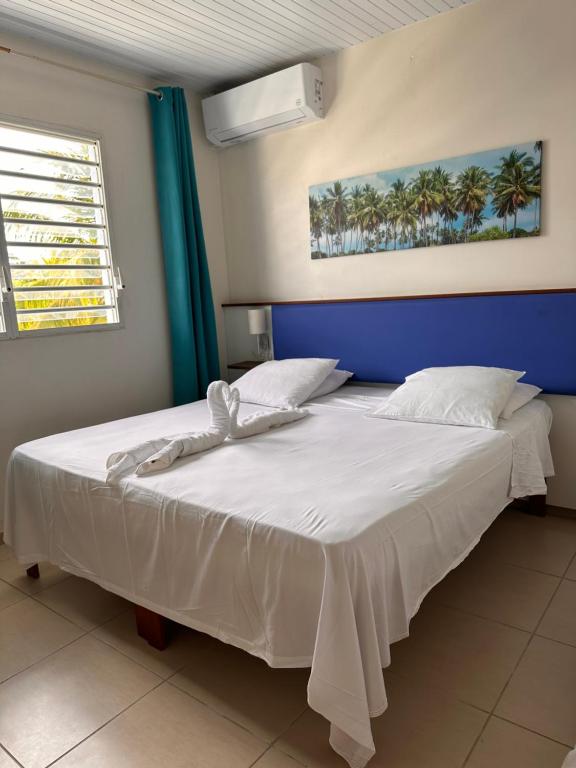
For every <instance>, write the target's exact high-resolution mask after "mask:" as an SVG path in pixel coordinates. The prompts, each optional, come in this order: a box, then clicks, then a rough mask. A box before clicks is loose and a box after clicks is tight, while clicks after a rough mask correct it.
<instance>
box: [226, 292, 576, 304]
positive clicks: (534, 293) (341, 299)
mask: <svg viewBox="0 0 576 768" xmlns="http://www.w3.org/2000/svg"><path fill="white" fill-rule="evenodd" d="M538 293H576V288H531V289H529V290H523V291H479V292H476V293H472V292H469V293H429V294H417V295H416V296H371V297H363V296H362V297H360V298H358V297H355V298H350V299H301V300H300V301H298V300H297V299H296V300H291V301H229V302H226V303H224V304H222V306H223V307H268V306H272V305H273V306H278V305H284V304H343V303H349V302H353V303H356V302H361V301H406V300H412V301H413V300H414V299H458V298H465V297H470V296H522V295H527V294H538Z"/></svg>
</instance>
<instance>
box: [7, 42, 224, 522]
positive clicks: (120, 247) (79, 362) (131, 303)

-*-*-

» **Exercise directions**:
Output every line of the data above verbatim, leaving out the pictures.

» **Output below**:
For every <instance>, write the target's exact high-resolution mask after "mask:" as an SVG path in pixel coordinates. The prompts, each optional, come in this order: a box, then clicks, then a rough mask. A box before clicks is loose and a box after clicks is tight, while clicks after a rough mask correct it.
<instance>
box: [226, 292, 576, 304]
positive clicks: (534, 293) (341, 299)
mask: <svg viewBox="0 0 576 768" xmlns="http://www.w3.org/2000/svg"><path fill="white" fill-rule="evenodd" d="M538 293H576V288H531V289H529V290H523V291H479V292H476V293H472V292H469V293H429V294H417V295H416V296H371V297H363V296H362V297H360V298H358V297H355V298H350V299H301V300H300V301H298V300H297V299H296V300H291V301H229V302H226V303H224V304H222V306H223V307H268V306H272V305H273V306H278V305H284V304H343V303H349V302H353V303H356V302H361V301H406V300H412V301H413V300H414V299H458V298H465V297H470V296H522V295H527V294H538Z"/></svg>
</instance>
<instance>
box: [7, 42, 224, 522]
positive clicks: (120, 247) (79, 362) (131, 303)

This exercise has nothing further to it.